Assignment 1:
In the Weihan Jiang artist page, copy the passage between "I Am Anxiously" and "lost in translation.", inclusive.
Assignment 2:
Write the next part of the Weihan Jiang artist page, picking up after its final sentence.

Text section:
-=-=-
Weihan Jiang, Class of 2022

I Am Anxiously Waiting, 2022
Color slides, operators, slide projectors, video.

In the discrete spaces carved out by languages, what is muted in those translated words? The film is orchestrated by the moving images, slide projectors, and the operator (from the audience). Punctuated by dial tones, participants advance the slides in three projectors in the rhythm that can be decoded into Chinese characters. Collectively, the poem in the slides, the voiceover and the images compose a story about the double, aphasia and amnesia in a space lost in translation.

Weihan Jiang (Chongqing, 1997) graduated from UCSD with majors in Visual Arts in Media and Cognitive Science. He works primarily in videos and films to explore the construction of contemporary narratives. He is interested in the history of public media, anecdotes, personal memories and archives to create works that facilitate an open discussion for the audience.

About the ACT Studio:

The ACT Studio serves as a space for participants to develop their independent practices in relation to each other’s work and in the context of the Art, Culture, and Technology program (ACT) at the Massachusetts Institute of Technology. The understanding and interpretation of each of these terms – art, culture, and technology – can vary significantly between each of the 14 participants; through shared readings, intimate conversations in small groups around each participant’s work, the spring 2022 ACT Studio aimed at developing a common language to allow for a fruitful conversation between the diverse practices of its participants.
-=-=-
[Point-per-instance localization data]
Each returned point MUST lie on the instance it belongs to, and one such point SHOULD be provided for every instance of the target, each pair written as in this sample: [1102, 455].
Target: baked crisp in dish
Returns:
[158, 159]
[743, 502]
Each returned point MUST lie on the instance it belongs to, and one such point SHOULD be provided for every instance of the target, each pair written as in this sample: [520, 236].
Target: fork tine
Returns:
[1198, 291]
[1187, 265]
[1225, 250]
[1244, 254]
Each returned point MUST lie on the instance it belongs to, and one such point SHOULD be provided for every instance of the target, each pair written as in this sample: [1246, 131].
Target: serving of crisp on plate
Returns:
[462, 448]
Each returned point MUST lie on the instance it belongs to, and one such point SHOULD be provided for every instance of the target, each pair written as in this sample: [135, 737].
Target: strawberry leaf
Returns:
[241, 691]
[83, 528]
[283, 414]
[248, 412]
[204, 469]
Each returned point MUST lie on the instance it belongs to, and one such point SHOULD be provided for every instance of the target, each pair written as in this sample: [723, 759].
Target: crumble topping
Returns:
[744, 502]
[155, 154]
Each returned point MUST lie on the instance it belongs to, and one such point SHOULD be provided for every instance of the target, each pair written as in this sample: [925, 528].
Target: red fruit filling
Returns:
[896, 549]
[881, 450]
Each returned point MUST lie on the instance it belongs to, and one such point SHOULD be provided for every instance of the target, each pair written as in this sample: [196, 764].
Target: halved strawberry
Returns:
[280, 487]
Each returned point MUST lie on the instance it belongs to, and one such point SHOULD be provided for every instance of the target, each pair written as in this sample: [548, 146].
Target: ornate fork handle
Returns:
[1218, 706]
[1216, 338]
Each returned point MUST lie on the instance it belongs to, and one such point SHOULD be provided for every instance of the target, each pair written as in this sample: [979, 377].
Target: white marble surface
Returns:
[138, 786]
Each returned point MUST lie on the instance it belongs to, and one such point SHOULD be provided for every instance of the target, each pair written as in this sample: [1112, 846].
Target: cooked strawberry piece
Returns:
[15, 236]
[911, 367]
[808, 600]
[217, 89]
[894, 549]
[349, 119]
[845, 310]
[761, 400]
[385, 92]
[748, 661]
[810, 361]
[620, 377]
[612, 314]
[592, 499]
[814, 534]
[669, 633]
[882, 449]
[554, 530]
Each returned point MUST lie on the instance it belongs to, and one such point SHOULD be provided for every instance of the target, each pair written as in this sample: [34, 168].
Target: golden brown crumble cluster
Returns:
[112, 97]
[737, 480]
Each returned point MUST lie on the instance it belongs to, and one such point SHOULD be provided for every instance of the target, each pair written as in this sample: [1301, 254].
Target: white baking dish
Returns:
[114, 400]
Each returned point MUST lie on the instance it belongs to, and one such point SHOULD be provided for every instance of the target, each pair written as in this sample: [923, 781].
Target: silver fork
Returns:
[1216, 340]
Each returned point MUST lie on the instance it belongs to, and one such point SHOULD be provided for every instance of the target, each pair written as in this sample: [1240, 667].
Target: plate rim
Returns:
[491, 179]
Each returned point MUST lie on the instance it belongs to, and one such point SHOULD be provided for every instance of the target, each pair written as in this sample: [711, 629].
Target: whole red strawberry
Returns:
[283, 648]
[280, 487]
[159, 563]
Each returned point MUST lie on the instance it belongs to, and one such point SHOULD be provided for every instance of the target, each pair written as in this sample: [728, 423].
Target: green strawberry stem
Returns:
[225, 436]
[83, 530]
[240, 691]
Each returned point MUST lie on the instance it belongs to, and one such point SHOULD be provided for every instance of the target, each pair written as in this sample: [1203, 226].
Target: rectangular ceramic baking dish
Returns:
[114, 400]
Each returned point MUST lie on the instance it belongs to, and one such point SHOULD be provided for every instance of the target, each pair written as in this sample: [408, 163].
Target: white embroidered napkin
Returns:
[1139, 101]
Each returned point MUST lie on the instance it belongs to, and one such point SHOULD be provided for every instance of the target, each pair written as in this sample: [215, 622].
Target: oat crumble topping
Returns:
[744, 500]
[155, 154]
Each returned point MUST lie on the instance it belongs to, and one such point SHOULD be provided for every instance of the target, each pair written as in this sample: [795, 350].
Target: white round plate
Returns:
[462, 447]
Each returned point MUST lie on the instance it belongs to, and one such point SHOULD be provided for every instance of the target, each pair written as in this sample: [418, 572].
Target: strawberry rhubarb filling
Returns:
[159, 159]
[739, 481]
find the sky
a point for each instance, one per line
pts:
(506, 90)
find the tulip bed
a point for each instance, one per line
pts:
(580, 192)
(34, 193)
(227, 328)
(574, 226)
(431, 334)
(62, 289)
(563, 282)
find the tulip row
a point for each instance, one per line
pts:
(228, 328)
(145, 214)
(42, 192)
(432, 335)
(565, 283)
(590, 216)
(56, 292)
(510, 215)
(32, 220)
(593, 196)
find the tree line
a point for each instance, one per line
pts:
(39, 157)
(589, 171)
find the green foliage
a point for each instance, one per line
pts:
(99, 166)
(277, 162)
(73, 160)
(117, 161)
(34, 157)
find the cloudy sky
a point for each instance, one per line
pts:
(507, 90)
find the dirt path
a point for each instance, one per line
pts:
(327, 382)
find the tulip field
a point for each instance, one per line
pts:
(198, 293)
-=-=-
Task answer 1:
I Am Anxiously Waiting, 2022
Color slides, operators, slide projectors, video.

In the discrete spaces carved out by languages, what is muted in those translated words? The film is orchestrated by the moving images, slide projectors, and the operator (from the audience). Punctuated by dial tones, participants advance the slides in three projectors in the rhythm that can be decoded into Chinese characters. Collectively, the poem in the slides, the voiceover and the images compose a story about the double, aphasia and amnesia in a space lost in translation.

Task answer 2:
In April, a study trip was organized to New York City, the first official out-of-campus travel since the beginning of the pandemic in the spring of 2020. During the weekend, the studio participants visited several art galleries and museums; on Sunday the 11th, they were hosted in the morning by Participant Inc.’s founder, Lia Gangitano; in the afternoon, the studio gathered at Bortolami Gallery in Tribeca, where a seminar took place in the gallery’s upstairs with the invited guests: geographer and abolitionist activist professor Ruth Wilson Gilmore, and Dia Art Foundation curator Jordan Carter.

The trip culminated on Monday, April 12th, with a full-day visit to the Whitney Biennial 2022: Quiet as it’s Kept, in which the instructor Renée Green’s work is included. after visiting the overall exhibition, the act studio engaged in an extended and intimate conversation with the biennial curators, Adrienne Edwards and David Breslin.